◆ EXERCISE DIRECTIONS
Rewrite the listing from the line containing "boulder along shore." through the end of the listing, putting "Examine" wherever "Study" appears and leaving everything else as it is.

◆ RECORDED DATA
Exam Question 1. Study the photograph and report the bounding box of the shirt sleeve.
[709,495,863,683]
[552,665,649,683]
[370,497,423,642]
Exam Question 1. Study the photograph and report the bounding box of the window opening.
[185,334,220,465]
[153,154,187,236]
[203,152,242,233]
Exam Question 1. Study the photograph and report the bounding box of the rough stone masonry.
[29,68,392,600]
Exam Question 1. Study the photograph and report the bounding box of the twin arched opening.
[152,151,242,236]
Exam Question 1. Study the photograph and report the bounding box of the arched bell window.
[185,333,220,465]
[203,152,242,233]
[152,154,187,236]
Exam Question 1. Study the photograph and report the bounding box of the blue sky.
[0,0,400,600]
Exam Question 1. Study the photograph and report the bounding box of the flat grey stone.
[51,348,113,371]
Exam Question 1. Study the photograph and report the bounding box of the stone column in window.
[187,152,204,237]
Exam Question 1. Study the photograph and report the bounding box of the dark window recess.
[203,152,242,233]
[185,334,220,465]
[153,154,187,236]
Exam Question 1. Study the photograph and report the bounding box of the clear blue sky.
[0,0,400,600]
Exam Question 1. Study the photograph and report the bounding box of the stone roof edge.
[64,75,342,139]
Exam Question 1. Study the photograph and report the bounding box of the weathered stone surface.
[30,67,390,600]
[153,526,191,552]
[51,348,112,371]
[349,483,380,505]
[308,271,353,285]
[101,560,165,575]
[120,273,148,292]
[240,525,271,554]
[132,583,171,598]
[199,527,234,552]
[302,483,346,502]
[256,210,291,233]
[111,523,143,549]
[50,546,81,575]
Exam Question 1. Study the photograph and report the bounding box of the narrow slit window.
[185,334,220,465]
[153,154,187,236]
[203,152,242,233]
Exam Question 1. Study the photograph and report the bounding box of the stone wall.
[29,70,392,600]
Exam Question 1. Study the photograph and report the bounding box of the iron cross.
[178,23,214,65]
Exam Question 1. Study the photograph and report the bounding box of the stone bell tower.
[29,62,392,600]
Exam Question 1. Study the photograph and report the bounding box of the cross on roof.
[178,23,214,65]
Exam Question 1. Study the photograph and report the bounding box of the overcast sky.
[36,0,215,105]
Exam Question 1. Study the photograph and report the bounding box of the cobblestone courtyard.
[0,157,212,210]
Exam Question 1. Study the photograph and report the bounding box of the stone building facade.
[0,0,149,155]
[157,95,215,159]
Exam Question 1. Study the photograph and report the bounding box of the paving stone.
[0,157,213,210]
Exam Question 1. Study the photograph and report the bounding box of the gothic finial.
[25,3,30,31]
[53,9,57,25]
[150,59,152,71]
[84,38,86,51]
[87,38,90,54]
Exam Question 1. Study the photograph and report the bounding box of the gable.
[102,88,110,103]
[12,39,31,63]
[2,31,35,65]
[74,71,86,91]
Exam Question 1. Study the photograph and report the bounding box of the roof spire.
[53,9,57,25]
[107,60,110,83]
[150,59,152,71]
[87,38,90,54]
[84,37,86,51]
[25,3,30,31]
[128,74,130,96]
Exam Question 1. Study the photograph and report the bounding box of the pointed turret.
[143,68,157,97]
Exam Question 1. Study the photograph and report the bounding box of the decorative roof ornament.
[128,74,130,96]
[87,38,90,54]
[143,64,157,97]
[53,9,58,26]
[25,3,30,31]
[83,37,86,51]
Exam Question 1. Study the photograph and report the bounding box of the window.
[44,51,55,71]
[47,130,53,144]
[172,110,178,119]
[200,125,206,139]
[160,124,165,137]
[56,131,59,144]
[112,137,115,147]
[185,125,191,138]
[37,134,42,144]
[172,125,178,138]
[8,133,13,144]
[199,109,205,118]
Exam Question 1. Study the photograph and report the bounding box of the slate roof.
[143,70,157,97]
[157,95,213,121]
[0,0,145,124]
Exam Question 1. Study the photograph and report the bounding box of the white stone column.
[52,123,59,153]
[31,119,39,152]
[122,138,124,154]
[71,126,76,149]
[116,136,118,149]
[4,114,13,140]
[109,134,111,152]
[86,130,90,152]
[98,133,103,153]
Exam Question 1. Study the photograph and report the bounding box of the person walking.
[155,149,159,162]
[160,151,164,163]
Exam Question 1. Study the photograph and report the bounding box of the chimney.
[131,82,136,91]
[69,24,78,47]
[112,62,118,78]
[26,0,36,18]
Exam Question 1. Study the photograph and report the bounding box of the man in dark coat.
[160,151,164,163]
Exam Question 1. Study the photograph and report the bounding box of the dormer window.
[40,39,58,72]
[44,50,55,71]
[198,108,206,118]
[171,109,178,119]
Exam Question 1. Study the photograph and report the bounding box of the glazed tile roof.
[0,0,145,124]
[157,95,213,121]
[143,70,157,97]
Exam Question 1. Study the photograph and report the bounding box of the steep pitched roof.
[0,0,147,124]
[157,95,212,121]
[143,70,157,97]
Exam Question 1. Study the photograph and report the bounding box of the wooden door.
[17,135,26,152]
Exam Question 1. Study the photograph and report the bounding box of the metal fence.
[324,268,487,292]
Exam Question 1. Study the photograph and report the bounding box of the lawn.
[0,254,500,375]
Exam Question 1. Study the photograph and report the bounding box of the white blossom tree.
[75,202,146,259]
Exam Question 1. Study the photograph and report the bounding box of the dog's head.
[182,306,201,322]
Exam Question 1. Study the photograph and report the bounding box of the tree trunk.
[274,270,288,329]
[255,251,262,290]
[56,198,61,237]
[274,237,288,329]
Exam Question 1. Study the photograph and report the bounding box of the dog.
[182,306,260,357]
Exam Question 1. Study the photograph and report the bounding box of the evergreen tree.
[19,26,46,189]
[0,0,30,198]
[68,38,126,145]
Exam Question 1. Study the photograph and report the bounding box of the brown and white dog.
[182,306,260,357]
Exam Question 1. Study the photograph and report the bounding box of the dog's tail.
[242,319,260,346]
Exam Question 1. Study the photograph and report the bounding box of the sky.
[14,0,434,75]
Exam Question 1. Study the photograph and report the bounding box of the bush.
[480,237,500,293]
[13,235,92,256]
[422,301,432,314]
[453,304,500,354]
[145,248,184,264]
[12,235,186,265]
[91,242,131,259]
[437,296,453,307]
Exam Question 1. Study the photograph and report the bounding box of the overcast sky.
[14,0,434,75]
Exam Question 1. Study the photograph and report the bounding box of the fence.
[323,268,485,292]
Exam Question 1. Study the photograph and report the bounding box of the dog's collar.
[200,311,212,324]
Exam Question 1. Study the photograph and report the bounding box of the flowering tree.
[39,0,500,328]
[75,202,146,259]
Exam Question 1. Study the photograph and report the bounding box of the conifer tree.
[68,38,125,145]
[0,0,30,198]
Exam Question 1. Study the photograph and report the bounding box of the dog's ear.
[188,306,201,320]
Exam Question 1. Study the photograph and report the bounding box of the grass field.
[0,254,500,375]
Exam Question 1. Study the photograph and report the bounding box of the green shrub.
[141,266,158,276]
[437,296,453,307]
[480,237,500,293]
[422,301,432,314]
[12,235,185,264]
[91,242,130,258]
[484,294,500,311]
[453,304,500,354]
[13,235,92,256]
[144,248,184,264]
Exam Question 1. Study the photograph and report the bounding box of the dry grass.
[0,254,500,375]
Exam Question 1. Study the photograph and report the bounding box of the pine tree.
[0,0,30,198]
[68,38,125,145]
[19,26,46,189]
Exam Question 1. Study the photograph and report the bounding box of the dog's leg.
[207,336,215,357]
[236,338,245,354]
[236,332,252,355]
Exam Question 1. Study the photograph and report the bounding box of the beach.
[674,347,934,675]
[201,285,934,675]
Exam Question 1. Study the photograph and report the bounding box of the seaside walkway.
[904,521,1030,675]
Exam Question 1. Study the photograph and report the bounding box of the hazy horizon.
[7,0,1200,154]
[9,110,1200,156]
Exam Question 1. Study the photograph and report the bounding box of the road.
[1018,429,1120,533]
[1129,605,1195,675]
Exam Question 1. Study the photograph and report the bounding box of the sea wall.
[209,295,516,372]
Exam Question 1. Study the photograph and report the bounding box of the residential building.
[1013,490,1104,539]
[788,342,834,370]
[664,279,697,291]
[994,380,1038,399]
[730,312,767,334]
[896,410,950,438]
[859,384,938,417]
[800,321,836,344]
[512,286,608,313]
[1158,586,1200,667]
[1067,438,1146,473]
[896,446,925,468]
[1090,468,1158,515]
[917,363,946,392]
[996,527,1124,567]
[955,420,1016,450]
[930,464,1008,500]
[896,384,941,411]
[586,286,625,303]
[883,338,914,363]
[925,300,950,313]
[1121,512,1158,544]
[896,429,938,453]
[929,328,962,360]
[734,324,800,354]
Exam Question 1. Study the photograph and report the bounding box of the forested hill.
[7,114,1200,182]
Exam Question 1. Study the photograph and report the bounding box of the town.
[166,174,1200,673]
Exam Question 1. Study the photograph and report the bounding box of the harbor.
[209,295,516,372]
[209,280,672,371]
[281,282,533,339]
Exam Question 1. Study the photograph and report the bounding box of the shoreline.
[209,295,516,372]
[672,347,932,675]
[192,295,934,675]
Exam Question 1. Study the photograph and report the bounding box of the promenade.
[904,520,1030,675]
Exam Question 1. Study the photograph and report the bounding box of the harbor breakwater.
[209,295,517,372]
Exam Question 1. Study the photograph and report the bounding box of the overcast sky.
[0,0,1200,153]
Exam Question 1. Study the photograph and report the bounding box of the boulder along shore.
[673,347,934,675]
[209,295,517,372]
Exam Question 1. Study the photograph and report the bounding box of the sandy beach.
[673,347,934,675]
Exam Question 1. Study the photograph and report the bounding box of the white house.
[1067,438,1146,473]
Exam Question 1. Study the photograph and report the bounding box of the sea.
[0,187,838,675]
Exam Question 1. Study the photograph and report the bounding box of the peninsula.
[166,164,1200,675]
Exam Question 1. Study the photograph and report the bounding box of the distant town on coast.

◆ ANSWER BELOW
Exam Question 1. Examine the photograph and report the bounding box of the boulder along shore.
[673,347,934,675]
[209,295,517,372]
Exam Question 1. Examine the photograph and report the bounding box of the sandy beach.
[673,347,934,675]
Exam Question 1. Examine the photograph and report the bounding box of the white house.
[1067,438,1146,473]
Exam Question 1. Examine the photograph and report the bounding box of the sea.
[0,187,838,675]
Exam Question 1. Examine the photograph and report the bounding box of the peninsula.
[166,164,1200,675]
Exam Question 1. Examine the photograph and report the bounding box of the distant town on coast.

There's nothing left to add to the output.